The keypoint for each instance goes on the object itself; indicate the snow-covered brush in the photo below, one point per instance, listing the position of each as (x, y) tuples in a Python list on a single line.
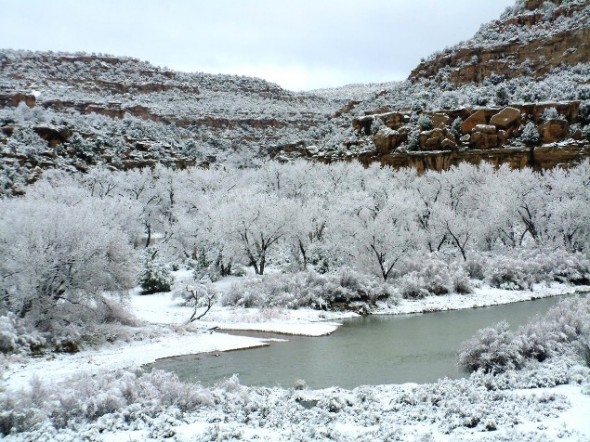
[(198, 296)]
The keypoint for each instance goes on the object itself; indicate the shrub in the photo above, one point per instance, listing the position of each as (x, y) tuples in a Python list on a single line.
[(564, 329), (86, 398), (309, 289), (155, 277), (492, 349), (432, 276), (525, 267), (425, 122)]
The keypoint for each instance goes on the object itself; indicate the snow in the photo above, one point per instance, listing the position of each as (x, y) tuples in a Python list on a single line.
[(411, 411), (481, 297)]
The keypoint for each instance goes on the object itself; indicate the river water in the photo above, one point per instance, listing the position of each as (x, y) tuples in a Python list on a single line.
[(365, 350)]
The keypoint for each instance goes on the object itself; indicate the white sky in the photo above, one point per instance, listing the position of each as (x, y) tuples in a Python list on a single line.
[(299, 44)]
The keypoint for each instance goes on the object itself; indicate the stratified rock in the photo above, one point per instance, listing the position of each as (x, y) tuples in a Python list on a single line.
[(507, 118), (436, 139), (448, 144), (554, 130), (440, 120), (363, 124), (385, 140), (478, 117), (484, 136)]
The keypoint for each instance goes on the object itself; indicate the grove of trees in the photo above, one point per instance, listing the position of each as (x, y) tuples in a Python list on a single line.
[(74, 238)]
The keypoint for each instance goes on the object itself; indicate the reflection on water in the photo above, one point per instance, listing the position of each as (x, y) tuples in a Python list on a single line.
[(365, 350)]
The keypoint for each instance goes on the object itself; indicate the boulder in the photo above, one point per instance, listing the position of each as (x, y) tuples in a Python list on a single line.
[(478, 117), (363, 124), (393, 120), (432, 139), (440, 120), (507, 118), (554, 130), (448, 144), (386, 140)]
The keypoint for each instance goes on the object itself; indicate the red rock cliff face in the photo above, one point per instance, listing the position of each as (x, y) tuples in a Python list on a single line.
[(533, 40)]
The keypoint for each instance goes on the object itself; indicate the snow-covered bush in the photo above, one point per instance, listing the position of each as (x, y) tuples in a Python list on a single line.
[(59, 258), (425, 122), (432, 276), (16, 336), (492, 349), (521, 268), (309, 289), (134, 395), (530, 134)]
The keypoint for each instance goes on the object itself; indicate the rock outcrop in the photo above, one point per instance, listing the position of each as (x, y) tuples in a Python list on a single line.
[(532, 41)]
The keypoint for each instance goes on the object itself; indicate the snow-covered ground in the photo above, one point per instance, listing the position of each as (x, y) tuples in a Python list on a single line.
[(408, 412)]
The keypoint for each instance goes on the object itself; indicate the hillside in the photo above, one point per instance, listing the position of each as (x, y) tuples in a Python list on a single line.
[(77, 110), (530, 39), (518, 93)]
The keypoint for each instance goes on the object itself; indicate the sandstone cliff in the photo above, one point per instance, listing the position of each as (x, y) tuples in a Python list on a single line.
[(532, 38)]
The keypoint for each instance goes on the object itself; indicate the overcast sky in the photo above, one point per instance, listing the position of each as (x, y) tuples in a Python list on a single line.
[(299, 44)]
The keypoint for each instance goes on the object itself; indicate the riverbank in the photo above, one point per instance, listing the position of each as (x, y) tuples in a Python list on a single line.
[(479, 408), (165, 332)]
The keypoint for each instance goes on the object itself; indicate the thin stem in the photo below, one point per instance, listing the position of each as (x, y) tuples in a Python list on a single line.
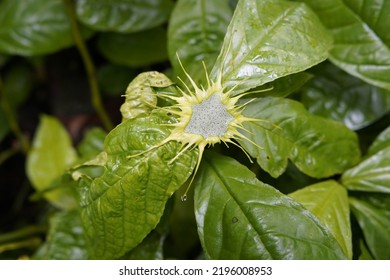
[(4, 155), (29, 243), (22, 233), (89, 66), (12, 121)]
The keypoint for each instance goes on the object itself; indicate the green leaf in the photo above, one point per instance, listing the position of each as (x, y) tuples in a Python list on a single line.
[(283, 86), (240, 217), (113, 79), (269, 39), (152, 247), (328, 201), (65, 240), (135, 49), (372, 174), (33, 27), (123, 15), (196, 32), (361, 37), (381, 142), (17, 84), (374, 220), (336, 95), (92, 143), (51, 154), (140, 94), (317, 146), (121, 207), (365, 253)]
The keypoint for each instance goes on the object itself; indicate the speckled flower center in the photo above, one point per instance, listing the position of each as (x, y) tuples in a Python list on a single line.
[(209, 118)]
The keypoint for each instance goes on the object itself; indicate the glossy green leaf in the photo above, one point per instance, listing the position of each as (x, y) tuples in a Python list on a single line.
[(240, 217), (121, 207), (269, 39), (33, 27), (196, 32), (375, 223), (372, 174), (65, 240), (283, 86), (17, 84), (317, 146), (4, 59), (336, 95), (381, 142), (361, 37), (328, 201), (135, 49), (140, 94), (183, 238), (123, 15), (152, 247), (51, 154)]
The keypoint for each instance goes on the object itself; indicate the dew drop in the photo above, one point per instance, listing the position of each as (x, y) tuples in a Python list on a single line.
[(184, 198)]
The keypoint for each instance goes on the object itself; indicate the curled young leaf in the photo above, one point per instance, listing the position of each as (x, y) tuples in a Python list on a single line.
[(140, 95), (122, 206)]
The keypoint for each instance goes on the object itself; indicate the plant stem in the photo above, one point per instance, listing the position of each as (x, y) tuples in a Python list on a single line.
[(12, 121), (32, 242), (89, 66), (4, 155), (22, 233)]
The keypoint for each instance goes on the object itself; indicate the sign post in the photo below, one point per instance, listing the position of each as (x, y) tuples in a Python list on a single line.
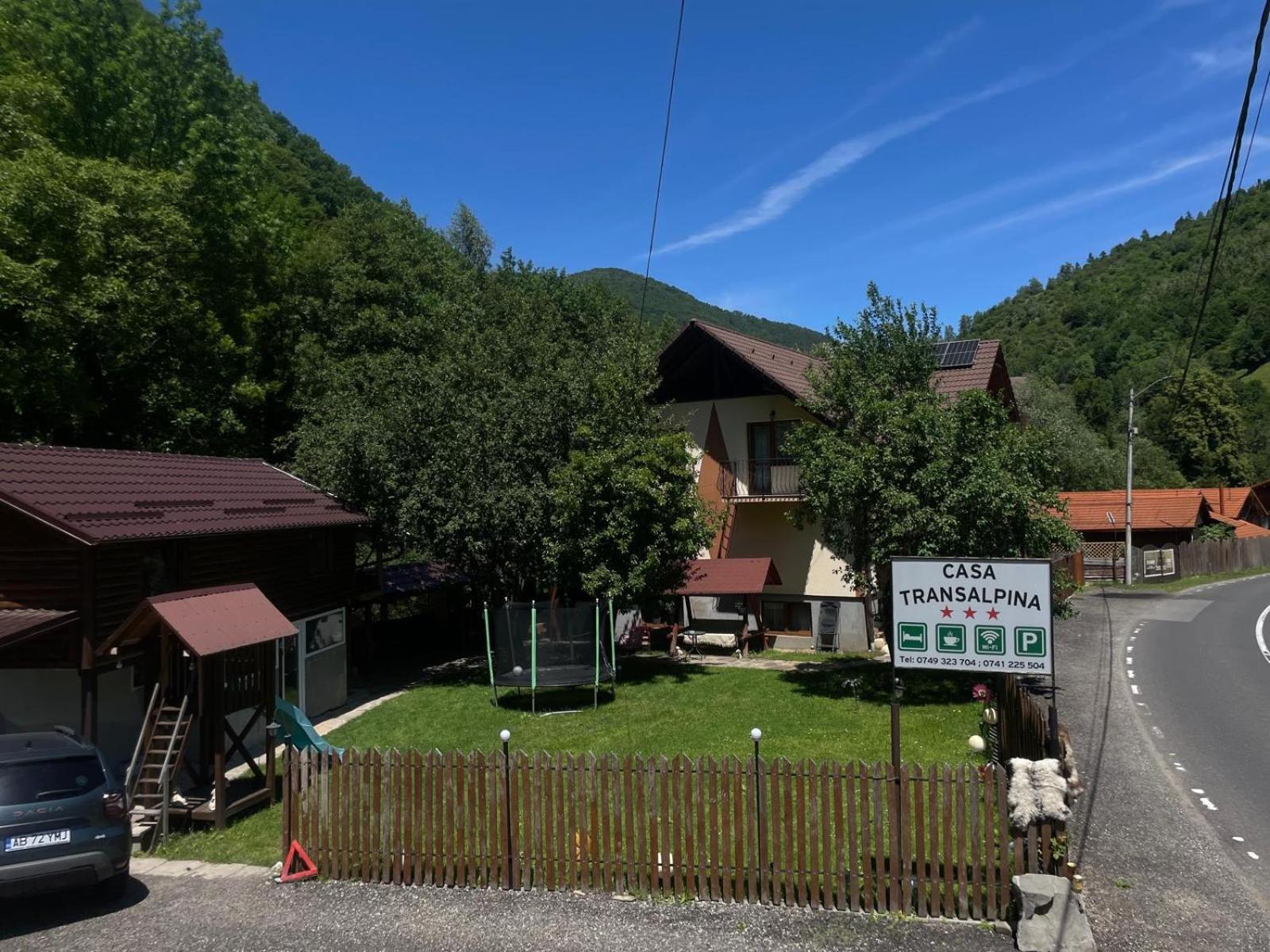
[(972, 615)]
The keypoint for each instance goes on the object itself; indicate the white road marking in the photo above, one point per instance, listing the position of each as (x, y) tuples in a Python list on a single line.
[(1261, 634)]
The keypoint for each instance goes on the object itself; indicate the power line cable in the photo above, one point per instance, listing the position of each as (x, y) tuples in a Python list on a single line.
[(660, 168), (1253, 136), (1232, 169)]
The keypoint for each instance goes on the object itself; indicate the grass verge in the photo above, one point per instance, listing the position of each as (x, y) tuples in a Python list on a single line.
[(660, 708)]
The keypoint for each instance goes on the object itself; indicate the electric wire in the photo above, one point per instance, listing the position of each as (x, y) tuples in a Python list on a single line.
[(1232, 168), (660, 168)]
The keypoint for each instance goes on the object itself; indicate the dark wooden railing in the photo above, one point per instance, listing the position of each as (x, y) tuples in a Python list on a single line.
[(746, 479), (933, 842)]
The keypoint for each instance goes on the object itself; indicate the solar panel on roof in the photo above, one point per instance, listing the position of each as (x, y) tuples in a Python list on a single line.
[(956, 353)]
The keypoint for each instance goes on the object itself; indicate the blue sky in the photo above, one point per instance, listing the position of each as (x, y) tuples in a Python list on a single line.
[(948, 152)]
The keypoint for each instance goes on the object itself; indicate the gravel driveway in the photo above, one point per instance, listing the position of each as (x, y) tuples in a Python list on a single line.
[(226, 914)]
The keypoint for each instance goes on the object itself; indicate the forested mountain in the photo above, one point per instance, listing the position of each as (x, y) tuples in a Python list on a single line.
[(182, 270), (672, 308), (1124, 319)]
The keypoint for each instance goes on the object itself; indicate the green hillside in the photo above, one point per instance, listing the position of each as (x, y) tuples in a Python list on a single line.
[(675, 308), (1124, 317)]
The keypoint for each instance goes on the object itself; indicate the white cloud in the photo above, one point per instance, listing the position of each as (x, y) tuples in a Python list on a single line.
[(779, 198), (1083, 198), (903, 74)]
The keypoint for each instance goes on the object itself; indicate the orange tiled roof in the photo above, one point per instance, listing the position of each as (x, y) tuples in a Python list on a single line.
[(1153, 509), (1242, 528)]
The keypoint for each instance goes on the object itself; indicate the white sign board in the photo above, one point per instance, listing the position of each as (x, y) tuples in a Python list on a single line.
[(979, 615)]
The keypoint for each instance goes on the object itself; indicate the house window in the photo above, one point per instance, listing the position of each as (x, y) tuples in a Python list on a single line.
[(1157, 562), (787, 616), (770, 457), (323, 632)]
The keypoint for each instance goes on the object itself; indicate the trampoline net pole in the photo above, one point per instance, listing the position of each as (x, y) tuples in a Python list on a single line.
[(489, 654)]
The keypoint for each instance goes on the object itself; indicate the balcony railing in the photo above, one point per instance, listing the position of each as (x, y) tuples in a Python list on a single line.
[(756, 479)]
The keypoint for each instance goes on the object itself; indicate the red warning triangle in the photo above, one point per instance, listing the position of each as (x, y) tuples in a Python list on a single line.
[(309, 871)]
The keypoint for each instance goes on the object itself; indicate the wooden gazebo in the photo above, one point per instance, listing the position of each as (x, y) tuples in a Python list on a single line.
[(746, 578), (209, 654)]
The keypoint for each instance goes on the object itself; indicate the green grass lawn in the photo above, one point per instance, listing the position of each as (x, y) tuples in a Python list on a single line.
[(660, 708), (1189, 583)]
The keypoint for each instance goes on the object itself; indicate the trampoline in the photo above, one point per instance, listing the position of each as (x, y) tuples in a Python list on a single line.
[(533, 645)]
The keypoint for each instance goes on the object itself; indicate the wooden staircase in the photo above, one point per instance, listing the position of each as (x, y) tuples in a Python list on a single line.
[(156, 767)]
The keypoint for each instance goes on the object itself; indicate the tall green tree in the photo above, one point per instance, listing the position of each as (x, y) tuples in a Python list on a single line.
[(468, 236), (895, 469), (1203, 429)]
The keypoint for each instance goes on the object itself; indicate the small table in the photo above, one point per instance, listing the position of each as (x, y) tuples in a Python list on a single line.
[(692, 649)]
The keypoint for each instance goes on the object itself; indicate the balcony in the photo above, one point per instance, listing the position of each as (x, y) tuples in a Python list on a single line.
[(760, 479)]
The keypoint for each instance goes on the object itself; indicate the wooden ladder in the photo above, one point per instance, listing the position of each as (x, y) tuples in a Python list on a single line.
[(156, 766)]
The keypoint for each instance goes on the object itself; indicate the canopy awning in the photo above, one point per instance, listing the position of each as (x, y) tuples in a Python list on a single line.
[(18, 625), (207, 621), (728, 577)]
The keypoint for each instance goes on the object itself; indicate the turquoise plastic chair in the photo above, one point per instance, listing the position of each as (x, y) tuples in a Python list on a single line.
[(300, 730)]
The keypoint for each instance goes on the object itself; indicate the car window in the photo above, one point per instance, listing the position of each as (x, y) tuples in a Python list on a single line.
[(41, 781)]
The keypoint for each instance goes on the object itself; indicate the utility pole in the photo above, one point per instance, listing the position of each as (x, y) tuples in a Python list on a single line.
[(1128, 501), (1128, 482)]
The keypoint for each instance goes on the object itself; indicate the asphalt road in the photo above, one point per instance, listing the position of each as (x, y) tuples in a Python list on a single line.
[(1204, 689), (225, 916), (1161, 875)]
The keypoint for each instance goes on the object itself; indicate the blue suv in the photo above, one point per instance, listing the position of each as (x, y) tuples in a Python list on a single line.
[(64, 819)]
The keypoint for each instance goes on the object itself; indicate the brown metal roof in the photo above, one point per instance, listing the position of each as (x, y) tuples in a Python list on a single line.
[(729, 577), (1153, 509), (107, 495), (209, 621), (787, 368), (21, 624)]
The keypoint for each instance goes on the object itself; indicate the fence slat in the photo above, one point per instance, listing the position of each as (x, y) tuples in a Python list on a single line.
[(976, 838), (948, 797), (906, 838), (895, 854), (826, 822), (800, 886), (990, 854), (751, 852), (918, 814)]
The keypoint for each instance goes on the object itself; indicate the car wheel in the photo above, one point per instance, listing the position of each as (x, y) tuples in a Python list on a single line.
[(112, 890)]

(EXERCISE REQUIREMENTS)
Set out the lines of the material above as a numbered list, from the line containing "indicate the house" through the line containing "[(156, 767)]", both included. Include only those lines and leave out any blank ones.

(FULL ANSWER)
1. The keypoint for each instance goes on the object itself; indicate the house window in the photo above, one point per instance, listing the position of each as (x, y) tuples in a Python list on a single line.
2. [(1157, 562), (787, 616), (770, 457), (323, 632)]
3. The keypoint for each instance goes on the object itself; indicate the trampoline net pole in the photo above, one point per instance, listing the position of each as (x, y) tuples in a Python list on a single line.
4. [(489, 654)]
5. The keypoint for each instance goes on the object itself; indicate the balcony railing in the photo above, one point per instance, listing the position of each as (x, y) tuples in a Python list on a single line.
6. [(756, 479)]
7. The keypoint for each instance goes on the object itself; indicate the red warning triangle in the photo above, one point per instance, listing the position of each as (x, y) tuples in a Python list on a single line.
8. [(309, 871)]
9. The keypoint for each instance goes on the object itself; indicate the wooden gazebo in the photo above, one point per instance, listing the position of each as (x, y) tuples in a Python list on a single line.
10. [(746, 578), (209, 654)]
11. The keypoint for each instance goes on the object itself; indicate the green grass lawn in the photo above, one point per instance, listing the position of each as (x, y) tuples in a Python list on a single line.
12. [(660, 708), (1189, 583)]
13. The keypoint for each instance goes on the object itself; indicate the trampoline in the photo above, one point per instance, listing the position of each as (x, y) tuples in a Python list on a single line.
14. [(533, 645)]
15. The keypoint for each instance goes on the object itself; indicate the wooden staircase in the photo above, one point per instance, listing the position of each as (x, y) tuples in a Python list on a single line.
16. [(156, 767)]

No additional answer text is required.